#### Aim:
Rewrite the following lines as a numbered list, leaving out any blank lines.

#### Given records:
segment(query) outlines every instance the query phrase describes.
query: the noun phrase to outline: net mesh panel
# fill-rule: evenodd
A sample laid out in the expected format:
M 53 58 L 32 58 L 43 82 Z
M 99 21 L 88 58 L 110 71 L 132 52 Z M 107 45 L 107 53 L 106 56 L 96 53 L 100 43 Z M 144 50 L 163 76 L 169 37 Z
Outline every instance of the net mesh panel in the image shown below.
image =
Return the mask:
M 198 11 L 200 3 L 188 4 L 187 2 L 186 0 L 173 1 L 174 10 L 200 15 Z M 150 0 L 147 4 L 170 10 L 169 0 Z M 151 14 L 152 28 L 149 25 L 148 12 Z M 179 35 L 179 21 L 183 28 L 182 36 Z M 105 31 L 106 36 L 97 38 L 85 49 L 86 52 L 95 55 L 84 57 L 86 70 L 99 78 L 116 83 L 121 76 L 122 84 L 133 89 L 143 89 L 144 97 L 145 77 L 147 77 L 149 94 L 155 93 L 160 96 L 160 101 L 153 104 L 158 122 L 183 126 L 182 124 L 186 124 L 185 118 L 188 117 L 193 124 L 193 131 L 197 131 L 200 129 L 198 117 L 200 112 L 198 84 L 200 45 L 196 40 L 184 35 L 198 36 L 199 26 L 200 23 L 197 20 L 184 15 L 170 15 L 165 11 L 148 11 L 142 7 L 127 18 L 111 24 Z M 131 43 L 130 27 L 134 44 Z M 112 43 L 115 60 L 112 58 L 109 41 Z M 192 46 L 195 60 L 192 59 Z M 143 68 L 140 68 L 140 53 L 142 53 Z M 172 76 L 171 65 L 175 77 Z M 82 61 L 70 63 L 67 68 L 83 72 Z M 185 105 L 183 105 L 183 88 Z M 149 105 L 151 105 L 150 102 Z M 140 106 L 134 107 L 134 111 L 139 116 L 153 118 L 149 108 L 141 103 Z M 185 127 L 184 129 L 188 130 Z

#### Written solution:
1. segment(query) outlines every instance the query phrase describes.
2. query: the noun phrase to outline: net mesh panel
3. # fill-rule: evenodd
4. A sample laid out in the expected format:
5. M 53 58 L 32 58 L 43 82 Z
6. M 99 21 L 88 58 L 110 71 L 132 52 Z M 107 45 L 107 53 L 106 56 L 96 53 L 100 43 Z M 144 50 L 163 76 L 169 37 Z
7. Outline every instance of the net mesh panel in the image shown below.
8. image =
9. Return the mask:
10. M 198 11 L 200 3 L 188 4 L 187 2 L 186 0 L 173 1 L 174 10 L 200 15 Z M 150 0 L 147 4 L 170 10 L 169 0 Z M 151 14 L 152 28 L 149 25 L 148 12 Z M 179 35 L 179 21 L 183 28 L 182 36 Z M 105 31 L 106 36 L 97 38 L 85 49 L 86 52 L 95 55 L 84 57 L 86 70 L 99 78 L 116 83 L 121 76 L 122 84 L 133 89 L 143 89 L 144 97 L 145 77 L 147 77 L 149 94 L 155 93 L 160 96 L 160 101 L 153 104 L 158 122 L 183 126 L 182 124 L 186 124 L 185 118 L 188 117 L 193 124 L 193 131 L 197 131 L 200 129 L 198 117 L 200 112 L 198 84 L 200 45 L 196 40 L 184 35 L 198 36 L 199 26 L 200 23 L 197 20 L 184 15 L 170 15 L 165 11 L 148 11 L 142 7 L 127 18 L 111 24 Z M 131 43 L 130 27 L 134 44 Z M 112 43 L 115 60 L 112 58 L 109 41 Z M 192 46 L 195 60 L 192 59 Z M 143 68 L 140 68 L 140 53 L 142 53 Z M 172 76 L 171 65 L 175 77 Z M 82 61 L 70 63 L 67 68 L 83 72 Z M 185 105 L 183 105 L 183 88 Z M 149 105 L 151 105 L 150 102 Z M 140 106 L 134 107 L 134 111 L 139 116 L 153 118 L 149 108 L 141 103 Z M 185 127 L 184 129 L 188 130 Z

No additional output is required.